→ **WHAT NEEDS TO BE DONE**: Copy out exactly the lines from the line containing "Locate the grass" to the end of the listing.

═════ PROVIDED DATA ═════

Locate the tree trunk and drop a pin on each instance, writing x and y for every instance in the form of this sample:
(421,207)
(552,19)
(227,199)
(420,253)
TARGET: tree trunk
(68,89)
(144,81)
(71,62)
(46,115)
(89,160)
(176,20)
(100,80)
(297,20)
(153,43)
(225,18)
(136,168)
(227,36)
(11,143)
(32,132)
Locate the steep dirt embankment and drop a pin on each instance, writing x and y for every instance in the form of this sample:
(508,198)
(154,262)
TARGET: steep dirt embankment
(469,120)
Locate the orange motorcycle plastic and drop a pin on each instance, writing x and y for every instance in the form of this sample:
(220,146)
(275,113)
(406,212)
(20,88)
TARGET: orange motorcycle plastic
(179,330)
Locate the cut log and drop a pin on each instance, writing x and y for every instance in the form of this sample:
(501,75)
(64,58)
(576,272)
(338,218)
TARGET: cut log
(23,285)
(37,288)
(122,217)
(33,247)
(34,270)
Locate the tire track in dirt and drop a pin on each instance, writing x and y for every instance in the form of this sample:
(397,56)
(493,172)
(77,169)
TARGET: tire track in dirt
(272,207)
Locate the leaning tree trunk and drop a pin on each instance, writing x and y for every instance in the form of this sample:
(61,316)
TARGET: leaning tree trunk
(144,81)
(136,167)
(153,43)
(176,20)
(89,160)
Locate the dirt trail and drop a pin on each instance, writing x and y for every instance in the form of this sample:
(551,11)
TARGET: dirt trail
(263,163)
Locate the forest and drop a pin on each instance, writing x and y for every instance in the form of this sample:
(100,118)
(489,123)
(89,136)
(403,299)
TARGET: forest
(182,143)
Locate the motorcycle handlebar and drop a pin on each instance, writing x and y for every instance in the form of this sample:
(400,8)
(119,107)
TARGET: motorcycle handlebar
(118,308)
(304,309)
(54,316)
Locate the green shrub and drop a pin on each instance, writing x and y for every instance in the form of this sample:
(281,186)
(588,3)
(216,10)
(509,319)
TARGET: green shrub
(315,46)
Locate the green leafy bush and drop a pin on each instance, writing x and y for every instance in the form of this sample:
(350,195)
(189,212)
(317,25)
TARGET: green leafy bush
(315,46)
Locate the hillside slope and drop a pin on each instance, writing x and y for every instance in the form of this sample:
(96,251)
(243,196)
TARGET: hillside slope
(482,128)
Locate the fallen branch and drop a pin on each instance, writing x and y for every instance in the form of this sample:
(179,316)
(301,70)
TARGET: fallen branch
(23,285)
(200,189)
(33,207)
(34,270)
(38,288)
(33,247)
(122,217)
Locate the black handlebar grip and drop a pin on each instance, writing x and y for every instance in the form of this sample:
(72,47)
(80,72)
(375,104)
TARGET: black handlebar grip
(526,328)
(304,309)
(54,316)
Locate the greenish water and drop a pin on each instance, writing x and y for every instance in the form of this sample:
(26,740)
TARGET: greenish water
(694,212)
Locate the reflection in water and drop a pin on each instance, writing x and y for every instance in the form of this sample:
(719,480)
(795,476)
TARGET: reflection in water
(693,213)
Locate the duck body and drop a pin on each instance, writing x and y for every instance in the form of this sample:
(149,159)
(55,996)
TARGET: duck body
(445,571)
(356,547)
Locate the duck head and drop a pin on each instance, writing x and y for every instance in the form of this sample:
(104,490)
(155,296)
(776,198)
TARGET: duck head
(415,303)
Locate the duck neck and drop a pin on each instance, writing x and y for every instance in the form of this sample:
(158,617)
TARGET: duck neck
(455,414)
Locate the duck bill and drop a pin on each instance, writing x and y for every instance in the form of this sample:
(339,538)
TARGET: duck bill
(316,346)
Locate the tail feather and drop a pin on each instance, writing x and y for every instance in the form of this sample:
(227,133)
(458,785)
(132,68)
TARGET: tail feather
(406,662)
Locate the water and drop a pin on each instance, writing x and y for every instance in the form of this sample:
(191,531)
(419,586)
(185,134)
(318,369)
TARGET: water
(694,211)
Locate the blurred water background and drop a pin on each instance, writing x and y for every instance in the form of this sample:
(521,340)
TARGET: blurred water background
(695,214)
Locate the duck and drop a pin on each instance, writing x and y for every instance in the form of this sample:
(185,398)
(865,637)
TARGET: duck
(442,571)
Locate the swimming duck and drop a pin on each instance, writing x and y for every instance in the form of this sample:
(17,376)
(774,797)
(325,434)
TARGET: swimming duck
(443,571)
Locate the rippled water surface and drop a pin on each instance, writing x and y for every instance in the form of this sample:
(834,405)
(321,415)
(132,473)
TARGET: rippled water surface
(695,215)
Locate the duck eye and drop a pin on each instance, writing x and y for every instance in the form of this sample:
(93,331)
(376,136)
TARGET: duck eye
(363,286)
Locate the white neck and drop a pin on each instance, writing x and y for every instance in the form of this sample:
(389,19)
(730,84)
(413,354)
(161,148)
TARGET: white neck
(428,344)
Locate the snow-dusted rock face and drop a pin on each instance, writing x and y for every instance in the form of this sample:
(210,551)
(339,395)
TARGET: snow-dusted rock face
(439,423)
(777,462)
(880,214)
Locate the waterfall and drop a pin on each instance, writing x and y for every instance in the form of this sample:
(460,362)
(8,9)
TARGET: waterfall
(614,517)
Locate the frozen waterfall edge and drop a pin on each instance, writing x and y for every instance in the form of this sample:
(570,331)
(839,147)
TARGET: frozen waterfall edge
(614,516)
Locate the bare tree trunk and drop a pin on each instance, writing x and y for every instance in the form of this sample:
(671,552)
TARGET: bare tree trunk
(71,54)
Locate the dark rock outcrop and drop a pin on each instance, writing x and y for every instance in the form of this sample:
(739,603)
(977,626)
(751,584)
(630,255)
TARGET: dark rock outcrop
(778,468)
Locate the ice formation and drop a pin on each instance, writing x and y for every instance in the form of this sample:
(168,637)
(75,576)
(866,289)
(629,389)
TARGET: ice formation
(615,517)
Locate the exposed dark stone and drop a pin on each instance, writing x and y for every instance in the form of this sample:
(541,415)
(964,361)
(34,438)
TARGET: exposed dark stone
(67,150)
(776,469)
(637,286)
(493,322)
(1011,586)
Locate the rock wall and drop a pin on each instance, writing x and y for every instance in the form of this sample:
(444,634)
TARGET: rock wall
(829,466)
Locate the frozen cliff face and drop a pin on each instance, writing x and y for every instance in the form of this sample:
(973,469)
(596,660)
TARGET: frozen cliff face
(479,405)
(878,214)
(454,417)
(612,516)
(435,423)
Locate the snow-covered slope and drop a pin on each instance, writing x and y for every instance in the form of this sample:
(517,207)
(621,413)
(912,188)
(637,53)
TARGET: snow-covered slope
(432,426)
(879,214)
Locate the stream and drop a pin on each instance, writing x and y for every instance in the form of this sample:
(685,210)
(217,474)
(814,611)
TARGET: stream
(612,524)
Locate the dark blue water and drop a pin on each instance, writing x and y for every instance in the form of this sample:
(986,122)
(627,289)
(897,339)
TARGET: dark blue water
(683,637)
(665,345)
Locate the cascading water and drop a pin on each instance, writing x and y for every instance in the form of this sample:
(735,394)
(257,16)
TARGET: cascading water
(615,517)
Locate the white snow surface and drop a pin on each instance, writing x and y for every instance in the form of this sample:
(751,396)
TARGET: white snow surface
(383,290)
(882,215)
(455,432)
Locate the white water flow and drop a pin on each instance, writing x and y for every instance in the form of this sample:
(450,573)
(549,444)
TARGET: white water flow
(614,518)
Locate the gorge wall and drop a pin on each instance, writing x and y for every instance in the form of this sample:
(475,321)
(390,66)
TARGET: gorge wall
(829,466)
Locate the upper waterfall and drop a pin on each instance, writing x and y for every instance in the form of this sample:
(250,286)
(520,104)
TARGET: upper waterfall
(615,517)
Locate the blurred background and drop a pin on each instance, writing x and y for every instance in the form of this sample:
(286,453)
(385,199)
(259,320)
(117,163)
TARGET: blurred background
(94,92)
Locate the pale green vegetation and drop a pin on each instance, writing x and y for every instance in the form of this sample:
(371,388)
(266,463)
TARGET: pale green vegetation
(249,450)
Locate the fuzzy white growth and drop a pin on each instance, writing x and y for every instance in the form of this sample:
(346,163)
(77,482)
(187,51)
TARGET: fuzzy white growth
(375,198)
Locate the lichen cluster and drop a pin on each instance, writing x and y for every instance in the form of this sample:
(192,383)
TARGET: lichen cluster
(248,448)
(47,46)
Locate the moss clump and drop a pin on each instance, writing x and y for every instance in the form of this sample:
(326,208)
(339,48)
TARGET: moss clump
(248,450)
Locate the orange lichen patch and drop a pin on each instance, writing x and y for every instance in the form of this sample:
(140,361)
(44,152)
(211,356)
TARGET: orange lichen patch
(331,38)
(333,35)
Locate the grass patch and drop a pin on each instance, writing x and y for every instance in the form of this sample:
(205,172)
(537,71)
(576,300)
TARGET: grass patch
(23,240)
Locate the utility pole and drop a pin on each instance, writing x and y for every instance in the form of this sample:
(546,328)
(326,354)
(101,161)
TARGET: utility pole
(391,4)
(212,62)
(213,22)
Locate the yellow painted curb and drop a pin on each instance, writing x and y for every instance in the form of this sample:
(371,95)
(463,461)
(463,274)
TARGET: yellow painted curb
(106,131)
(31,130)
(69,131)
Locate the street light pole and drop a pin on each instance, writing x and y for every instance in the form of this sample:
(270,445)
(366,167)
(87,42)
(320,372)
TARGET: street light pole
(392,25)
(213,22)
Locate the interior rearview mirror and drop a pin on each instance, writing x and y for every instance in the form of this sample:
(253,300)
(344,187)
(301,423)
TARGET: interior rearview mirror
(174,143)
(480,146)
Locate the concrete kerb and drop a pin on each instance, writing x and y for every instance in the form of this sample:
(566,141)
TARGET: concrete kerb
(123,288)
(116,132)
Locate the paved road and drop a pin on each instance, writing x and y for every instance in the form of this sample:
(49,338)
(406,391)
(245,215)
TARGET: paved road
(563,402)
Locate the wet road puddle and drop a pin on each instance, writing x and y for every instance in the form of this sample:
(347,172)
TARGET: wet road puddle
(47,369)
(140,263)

═════

→ **RESPONSE TO THIS TASK**:
Locate the grass patch and drop a pin on each instance, writing x and y for every instance in the form of this sample:
(205,172)
(537,71)
(576,300)
TARGET: grass patch
(23,240)
Locate the utility pole and drop a pin on each instance, writing x and y for every instance in the form of this sample:
(546,328)
(326,354)
(101,161)
TARGET: utility pole
(391,4)
(212,62)
(213,22)
Locate the yellow painted curb and drop a pin on each instance, writing x and y for every instance in the form of this sample:
(371,95)
(463,461)
(463,274)
TARGET: yellow painted curb
(106,131)
(31,130)
(69,131)
Locate the street light pole and drop a pin on each instance, writing x and y for every instance in the form of this sample:
(270,445)
(366,167)
(87,42)
(320,372)
TARGET: street light pole
(392,25)
(213,22)
Locate the interior rearview mirror and drop a pin on each instance, writing x and y for every instance in the form of this sample:
(253,300)
(344,187)
(301,423)
TARGET: interior rearview mirror
(174,143)
(480,146)
Locate the concrete kerb and drop a pin on each instance, writing x and y for every instance in the form of this sample:
(566,141)
TARGET: concrete kerb
(123,288)
(116,132)
Locate the paved road and drop a pin on each instance, writing x and y for every instance in the form of this sample:
(49,338)
(406,391)
(245,215)
TARGET: paved road
(563,402)
Locate the wet road puddle and drop a pin on each instance, writing x and y for every instance in the form of this sample:
(347,172)
TARGET: wet road puddle
(47,369)
(140,263)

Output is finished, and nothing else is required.